§ Text block
———
The Personal Data Protection Act (PDPA) was updated in February this year.
If you have not been keeping tabs on data protection matters, this piece of news might have just flown under your radar.
However, these amendments affect both consumers and businesses, so we’re here to highlight some of the major changes with the help of online shopping.
Picture this: Jane loves shopping online. She visits her favourite blog shop — Mod Trinkets — and purchases a cute necklace.
Previously, a similar transaction would have seen Jane checking multiple T&C boxes just to allow Mod Trinkets to share her personal data with partner companies involved in the transaction.
But now, Jane only needs to give her consent to Mod Trinkets once, when she makes the purchase.
Because the blog shop has to process the online payment and deliver Jane’s purchases to her, Mod Trinkets is able to share the data that Jane provides — such as her full name, mobile number, email address, and home address — with the logistics and payment partners to fulfil the transaction.
The PDPA allows for personal data to be passed from an organisation to successive layers of contractors for the organisation to fulfil the contract with its customer.
The organisation can only collect, use and disclose personal data where it is reasonably necessary to fulfil the contract with the individual.
Of course, for the purpose of direct marketing, Mod Trinkets will still have to ask Jane for consent separately, which she gives as she likes to be kept updated of their latest products and promotions.
Aside from stocking a variety of fashionable (and not to forget, affordable!) pieces, Mod Trinkets is Jane’s favourite blog shop because it uses a somewhat revolutionary tool that allows customers to try on new make-up and accessories virtually.
A customer only needs to upload their photo online to see how a shade of lipstick or a funky earring might look on them.
Jane is very thankful for this technological marvel which has saved her countless times from wasting money on lipsticks that aren’t in flattering shades.
One day, Mod Trinkets sends her an email informing her that the blog shop will be sending her personalised emails, and displaying their new products using her face, obtained from the photo she had uploaded. This would allow her to immediately see just how the new products would look on her.
The blog shop specifies that all of its account holders will be automatically opted in. If customers don’t want to have their photo used for this purpose, they can choose to opt out within one month. Alternatively, they can withdraw consent for the use any time thereafter.
Jane loves this new personalisation service and decides to stay opted in.
Deemed consent applies here when you are informed that your personal data will be used for a particular purpose, gives you the option to opt out and you did not take any action to do so.
———
§ The task
Revise the part of the text on the PDPA amendments that opens with the words "Because the blog" and closes with "fulfil the transaction.", changing "mobile number" to "phone number" and reproducing the rest unchanged.
———
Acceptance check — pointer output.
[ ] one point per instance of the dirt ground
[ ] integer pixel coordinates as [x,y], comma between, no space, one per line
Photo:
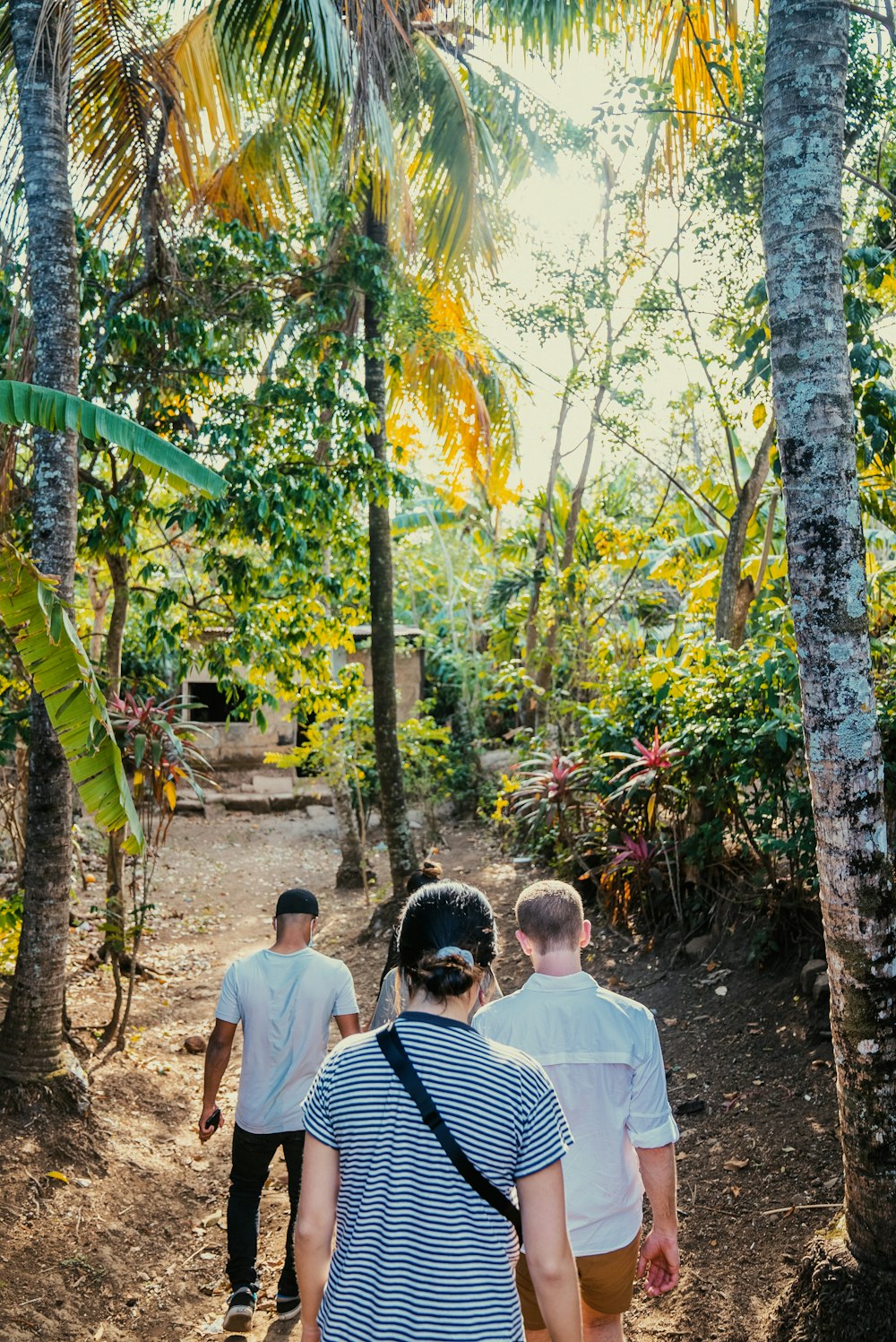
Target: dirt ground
[110,1227]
———
§ Exercise answer
Because the blog shop has to process the online payment and deliver Jane’s purchases to her, Mod Trinkets is able to share the data that Jane provides — such as her full name, phone number, email address, and home address — with the logistics and payment partners to fulfil the transaction.